═══ DOCUMENT SEGMENT ═══
Stream data from EC2 web server to Redshift

We would like to stream data directly from EC2 web server to RedShift. Do I need to use Kinesis? What is the best practice? I do not plan to do any special analysis before the storage on this data. I would like a cost effective solution (it might be costly to use DynamoDB as a temporary storage before loading).

If cost is your primary concern than the exact number of records/second combined with the record sizes can be important.
If you are talking very low volume of messages a custom app running on a t2.micro instance to aggregate the data is about as cheap as you can go, but it won't scale. The bigger downside is that you are responsible for monitoring, maintaining, and managing that EC2 instance.
The modern approach would be to use a combination of Kinesis + Lambda + S3 + Redshift to have the data stream in requiring no EC2 instances to mange!
The approach is described in this blog post: A Zero-Administration Amazon Redshift Database Loader
What that blog post doesn't mention is now with API Gateway if you do need to do any type of custom authentication or data transformation you can do that without needing an EC2 instance by using Lambda to broker the data into Kinesis.
═══ MATERIAL TO PROCESS ═══
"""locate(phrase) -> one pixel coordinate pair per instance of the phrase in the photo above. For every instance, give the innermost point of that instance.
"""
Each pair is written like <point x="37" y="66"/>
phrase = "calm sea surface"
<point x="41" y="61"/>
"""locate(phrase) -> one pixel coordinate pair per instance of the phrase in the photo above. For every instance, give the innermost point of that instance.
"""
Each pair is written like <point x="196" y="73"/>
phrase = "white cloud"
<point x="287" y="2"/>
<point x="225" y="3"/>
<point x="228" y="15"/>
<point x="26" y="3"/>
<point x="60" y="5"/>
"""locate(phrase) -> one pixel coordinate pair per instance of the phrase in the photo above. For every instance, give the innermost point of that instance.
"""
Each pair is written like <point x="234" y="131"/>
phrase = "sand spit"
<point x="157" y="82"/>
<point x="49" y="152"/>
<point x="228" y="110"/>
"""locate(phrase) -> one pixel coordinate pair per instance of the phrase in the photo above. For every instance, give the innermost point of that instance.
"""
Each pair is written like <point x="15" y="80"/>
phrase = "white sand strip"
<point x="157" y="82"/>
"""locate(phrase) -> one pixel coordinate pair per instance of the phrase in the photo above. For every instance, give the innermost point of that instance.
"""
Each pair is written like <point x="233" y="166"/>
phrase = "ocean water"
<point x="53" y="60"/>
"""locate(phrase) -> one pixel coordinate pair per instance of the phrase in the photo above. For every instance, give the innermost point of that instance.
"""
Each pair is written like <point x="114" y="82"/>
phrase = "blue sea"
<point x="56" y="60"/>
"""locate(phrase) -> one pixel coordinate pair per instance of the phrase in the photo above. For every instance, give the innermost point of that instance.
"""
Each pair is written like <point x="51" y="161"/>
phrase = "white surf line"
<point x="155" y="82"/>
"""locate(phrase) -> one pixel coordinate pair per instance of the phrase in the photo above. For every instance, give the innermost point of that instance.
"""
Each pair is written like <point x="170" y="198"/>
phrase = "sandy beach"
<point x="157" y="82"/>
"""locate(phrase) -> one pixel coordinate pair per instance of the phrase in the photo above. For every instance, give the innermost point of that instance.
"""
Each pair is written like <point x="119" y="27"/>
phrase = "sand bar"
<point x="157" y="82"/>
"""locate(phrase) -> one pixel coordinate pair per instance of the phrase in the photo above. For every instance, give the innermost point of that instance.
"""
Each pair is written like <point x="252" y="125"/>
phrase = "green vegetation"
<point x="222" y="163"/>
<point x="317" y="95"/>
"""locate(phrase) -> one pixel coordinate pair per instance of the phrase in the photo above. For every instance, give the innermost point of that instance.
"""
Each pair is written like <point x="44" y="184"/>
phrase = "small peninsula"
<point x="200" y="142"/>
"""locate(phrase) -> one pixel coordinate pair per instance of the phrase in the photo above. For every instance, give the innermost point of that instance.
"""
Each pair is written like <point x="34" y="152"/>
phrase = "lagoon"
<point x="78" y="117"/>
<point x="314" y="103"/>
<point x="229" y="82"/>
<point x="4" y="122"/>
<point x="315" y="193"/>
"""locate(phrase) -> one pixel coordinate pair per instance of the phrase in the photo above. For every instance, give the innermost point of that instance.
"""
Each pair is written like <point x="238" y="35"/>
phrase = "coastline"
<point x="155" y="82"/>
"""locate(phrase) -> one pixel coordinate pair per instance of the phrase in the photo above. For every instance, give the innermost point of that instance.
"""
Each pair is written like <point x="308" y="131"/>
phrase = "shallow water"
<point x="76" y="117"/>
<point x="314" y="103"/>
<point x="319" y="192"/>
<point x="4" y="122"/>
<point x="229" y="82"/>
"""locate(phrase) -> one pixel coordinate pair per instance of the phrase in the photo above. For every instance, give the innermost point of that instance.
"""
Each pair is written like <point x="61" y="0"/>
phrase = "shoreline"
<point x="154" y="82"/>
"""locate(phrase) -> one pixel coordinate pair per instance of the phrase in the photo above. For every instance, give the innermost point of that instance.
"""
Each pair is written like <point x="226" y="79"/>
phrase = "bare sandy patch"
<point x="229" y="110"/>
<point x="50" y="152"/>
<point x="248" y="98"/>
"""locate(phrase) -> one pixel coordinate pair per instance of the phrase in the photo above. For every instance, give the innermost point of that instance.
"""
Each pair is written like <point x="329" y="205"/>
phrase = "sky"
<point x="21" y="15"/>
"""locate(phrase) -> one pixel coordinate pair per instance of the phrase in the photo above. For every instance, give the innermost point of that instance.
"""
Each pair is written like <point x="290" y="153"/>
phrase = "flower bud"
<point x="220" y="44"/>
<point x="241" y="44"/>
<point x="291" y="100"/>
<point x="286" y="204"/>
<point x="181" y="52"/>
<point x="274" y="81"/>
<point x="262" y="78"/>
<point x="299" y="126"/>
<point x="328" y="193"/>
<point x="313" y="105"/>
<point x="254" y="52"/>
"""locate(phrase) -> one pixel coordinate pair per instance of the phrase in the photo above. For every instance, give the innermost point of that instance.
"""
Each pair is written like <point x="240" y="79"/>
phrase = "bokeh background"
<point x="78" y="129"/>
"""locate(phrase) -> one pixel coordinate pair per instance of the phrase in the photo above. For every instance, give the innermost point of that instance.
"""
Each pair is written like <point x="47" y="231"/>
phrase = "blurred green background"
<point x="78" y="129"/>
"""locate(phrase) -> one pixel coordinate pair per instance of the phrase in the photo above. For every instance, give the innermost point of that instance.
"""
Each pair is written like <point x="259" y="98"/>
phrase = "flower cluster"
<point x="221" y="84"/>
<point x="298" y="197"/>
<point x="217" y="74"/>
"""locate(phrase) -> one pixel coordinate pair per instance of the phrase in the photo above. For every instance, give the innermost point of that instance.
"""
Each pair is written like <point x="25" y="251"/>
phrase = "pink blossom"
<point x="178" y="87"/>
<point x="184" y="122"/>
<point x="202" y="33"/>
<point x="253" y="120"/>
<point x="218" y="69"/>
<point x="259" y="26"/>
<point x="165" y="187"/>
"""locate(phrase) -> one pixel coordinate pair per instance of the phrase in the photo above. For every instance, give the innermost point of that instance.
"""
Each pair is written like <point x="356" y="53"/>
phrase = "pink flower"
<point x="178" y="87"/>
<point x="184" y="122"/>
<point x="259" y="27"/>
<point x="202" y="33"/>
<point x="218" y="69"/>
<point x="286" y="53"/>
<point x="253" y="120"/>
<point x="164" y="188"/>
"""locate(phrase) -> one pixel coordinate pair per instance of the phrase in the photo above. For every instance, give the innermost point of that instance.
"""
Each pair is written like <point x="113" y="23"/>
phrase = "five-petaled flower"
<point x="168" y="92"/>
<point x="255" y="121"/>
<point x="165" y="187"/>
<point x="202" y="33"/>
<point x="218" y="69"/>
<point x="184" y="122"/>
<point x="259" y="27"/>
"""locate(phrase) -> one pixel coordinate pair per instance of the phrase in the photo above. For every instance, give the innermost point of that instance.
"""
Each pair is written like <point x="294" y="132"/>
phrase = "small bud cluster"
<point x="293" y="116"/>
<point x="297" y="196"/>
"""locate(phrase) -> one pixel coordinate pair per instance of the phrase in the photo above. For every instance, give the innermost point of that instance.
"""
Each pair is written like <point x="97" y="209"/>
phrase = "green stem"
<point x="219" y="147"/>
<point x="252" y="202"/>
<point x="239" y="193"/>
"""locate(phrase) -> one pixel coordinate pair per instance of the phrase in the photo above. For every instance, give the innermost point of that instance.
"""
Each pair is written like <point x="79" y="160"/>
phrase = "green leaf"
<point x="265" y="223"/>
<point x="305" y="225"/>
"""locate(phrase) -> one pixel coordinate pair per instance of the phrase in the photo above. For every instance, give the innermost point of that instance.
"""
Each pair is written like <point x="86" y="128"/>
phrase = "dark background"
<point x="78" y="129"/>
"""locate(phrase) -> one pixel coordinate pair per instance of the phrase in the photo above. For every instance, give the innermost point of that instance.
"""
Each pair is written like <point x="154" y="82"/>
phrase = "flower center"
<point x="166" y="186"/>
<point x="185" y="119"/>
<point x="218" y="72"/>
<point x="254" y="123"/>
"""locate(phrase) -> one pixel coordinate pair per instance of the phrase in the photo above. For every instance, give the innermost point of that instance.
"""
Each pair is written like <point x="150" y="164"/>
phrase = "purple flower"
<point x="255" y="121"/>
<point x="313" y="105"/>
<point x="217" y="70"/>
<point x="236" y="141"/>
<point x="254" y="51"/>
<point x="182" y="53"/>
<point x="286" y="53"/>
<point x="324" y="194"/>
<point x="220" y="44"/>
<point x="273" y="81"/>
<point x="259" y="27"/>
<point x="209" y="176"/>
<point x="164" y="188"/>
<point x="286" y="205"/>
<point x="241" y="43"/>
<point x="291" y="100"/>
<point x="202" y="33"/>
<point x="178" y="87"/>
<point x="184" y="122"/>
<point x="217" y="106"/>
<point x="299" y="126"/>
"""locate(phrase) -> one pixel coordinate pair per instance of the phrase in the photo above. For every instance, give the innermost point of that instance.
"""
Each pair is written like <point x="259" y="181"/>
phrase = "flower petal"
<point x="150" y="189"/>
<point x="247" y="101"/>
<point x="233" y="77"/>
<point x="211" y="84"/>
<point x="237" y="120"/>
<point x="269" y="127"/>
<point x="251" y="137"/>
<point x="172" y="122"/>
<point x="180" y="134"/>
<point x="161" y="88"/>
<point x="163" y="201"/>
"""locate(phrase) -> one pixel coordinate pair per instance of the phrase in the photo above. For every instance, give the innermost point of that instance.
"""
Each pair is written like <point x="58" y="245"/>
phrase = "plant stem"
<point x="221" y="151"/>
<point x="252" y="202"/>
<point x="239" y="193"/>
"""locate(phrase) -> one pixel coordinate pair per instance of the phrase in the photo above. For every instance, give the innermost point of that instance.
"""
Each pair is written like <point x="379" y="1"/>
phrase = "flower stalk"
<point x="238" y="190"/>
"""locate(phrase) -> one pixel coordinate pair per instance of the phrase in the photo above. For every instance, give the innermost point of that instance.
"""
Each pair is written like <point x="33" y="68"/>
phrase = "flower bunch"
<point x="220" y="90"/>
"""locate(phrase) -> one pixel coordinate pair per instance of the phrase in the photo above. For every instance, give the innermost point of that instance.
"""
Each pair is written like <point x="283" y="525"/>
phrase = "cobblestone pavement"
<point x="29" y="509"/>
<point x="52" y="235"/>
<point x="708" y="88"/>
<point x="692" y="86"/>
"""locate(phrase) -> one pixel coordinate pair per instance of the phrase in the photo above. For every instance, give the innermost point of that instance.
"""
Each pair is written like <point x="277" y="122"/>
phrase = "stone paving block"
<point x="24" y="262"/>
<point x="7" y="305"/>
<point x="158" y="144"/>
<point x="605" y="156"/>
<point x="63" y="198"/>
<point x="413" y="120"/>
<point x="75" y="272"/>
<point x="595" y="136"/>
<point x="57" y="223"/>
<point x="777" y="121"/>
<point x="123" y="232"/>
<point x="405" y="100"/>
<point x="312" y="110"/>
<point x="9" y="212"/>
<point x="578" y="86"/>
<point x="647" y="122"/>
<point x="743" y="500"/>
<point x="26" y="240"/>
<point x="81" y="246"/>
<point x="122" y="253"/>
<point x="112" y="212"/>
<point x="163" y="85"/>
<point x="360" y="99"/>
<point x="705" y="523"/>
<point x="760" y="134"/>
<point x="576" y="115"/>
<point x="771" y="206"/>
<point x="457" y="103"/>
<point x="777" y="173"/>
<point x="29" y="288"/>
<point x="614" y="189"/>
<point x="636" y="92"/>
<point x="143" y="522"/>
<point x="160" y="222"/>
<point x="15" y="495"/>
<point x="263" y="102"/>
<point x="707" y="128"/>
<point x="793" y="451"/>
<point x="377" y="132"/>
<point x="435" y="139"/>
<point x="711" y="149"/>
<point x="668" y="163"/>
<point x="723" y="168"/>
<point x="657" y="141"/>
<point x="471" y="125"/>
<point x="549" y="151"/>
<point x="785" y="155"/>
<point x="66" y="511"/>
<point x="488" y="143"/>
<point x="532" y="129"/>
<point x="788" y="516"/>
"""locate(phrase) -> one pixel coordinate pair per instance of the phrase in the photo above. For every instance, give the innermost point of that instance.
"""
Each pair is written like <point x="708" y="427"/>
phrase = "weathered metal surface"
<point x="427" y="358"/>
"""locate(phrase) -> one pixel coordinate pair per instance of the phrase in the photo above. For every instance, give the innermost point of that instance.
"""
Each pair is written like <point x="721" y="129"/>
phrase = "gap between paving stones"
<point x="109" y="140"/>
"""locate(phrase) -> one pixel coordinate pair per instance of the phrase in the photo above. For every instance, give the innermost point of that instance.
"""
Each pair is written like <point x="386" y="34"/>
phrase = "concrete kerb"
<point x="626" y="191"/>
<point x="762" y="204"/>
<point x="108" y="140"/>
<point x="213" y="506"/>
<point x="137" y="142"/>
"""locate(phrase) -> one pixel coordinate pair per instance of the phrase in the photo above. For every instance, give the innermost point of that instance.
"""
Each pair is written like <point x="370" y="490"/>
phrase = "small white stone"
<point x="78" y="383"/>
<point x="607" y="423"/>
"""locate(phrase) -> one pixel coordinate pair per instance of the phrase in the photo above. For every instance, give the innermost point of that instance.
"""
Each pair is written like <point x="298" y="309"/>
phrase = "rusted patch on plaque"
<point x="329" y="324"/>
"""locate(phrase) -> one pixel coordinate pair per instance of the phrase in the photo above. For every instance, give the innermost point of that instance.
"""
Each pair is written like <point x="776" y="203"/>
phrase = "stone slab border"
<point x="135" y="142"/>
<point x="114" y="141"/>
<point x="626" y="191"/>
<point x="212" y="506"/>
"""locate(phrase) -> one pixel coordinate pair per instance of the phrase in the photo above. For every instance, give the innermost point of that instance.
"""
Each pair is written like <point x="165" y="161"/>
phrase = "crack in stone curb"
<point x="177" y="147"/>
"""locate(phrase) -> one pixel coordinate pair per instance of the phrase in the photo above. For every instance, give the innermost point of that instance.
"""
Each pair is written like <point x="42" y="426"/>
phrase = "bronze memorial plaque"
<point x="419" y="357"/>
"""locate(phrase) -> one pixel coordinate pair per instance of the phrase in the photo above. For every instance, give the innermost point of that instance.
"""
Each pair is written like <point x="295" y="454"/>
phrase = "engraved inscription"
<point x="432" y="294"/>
═══
# REQUIRED ACTIONS
1. Translate this sentence from the Redshift forum thread into Spanish: "The bigger downside is that you are responsible for monitoring, maintaining, and managing that EC2 instance."
2. Identify every line of the listing that contains the string "green", treating uppercase and lowercase as different, and copy each of those lines.
The forum thread on streaming data to Redshift and the listing are unrelated pieces of material.

# RESPONSES TO THE EXERCISE
1. La mayor desventaja es que usted es responsable de supervisar, mantener y administrar esa instancia EC2.

2.
phrase = "green vegetation"
phrase = "blurred green background"
phrase = "green stem"
phrase = "green leaf"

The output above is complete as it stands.